> **EXERCISE BRIEF**: Rename "field-scouting log" to "trail survey record" throughout the data below, and copy it out again with nothing else changed and the pictures omitted.

> **Excerpts from location labeling data**:
** BEGIN **

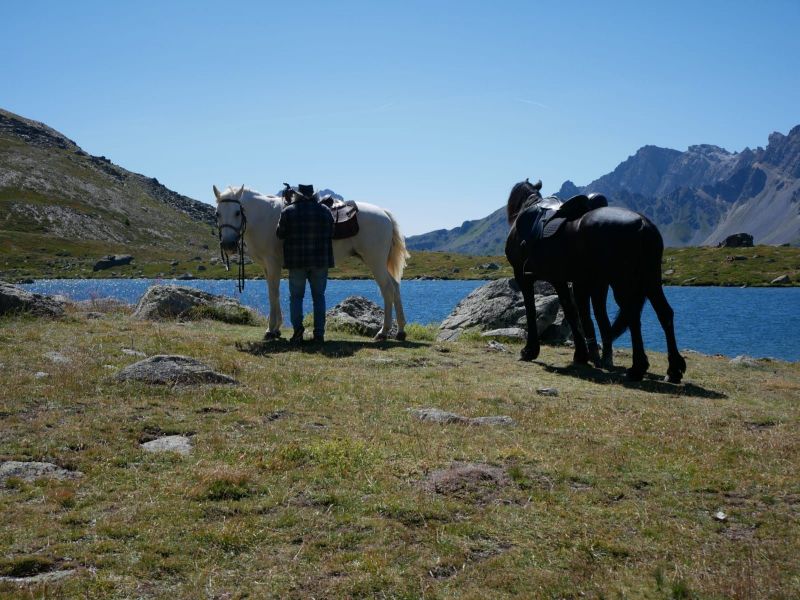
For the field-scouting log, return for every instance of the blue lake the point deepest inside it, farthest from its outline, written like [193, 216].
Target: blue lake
[759, 322]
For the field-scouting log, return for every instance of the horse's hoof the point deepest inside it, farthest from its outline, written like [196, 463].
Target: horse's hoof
[580, 359]
[673, 377]
[634, 374]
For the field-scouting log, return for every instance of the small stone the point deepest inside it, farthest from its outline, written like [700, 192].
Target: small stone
[40, 578]
[436, 415]
[506, 332]
[57, 358]
[171, 443]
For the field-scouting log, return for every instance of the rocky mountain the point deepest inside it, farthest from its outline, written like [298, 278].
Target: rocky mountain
[50, 189]
[696, 197]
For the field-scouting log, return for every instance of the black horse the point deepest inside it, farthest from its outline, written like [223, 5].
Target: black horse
[593, 249]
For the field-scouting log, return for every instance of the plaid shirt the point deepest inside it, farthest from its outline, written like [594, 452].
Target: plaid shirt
[306, 228]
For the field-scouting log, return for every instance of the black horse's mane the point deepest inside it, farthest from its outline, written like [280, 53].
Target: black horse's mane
[519, 196]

** END **

> **THE OUTPUT**:
For the trail survey record, return for every instance of the blue lake the point deepest inside it, farthest from its outline, written like [193, 216].
Target: blue lake
[759, 322]
For the trail survey record, return for every instance of the horse's hoof the point deepest inside it, farthest from its outline, written like [196, 463].
Target: horse's hoof
[580, 359]
[673, 377]
[634, 374]
For the trail survey record, return for every instance of the small stone the point deepest inside it, farthest from its outline, written like [700, 192].
Target: small stone
[40, 578]
[436, 415]
[506, 332]
[57, 358]
[171, 443]
For the trail survey record, return for every instance of the rocky mountain the point deepest inside it, farthest from its outline, written like [298, 278].
Target: rocky mountain
[50, 189]
[696, 197]
For the trail survey record, return for every instance of the black horse the point deepest inside it, farthest from its outline, written like [223, 5].
Target: black horse
[593, 249]
For the trail survey record, return for every instance of the plaid shirt the point deepest inside it, farthest from its outline, written like [594, 452].
Target: plaid shirt
[306, 228]
For the trail survey record, return for every instance of the black horse's mane the point deepest inside it, farthest from its outline, written like [280, 53].
Target: black horse's mane
[519, 196]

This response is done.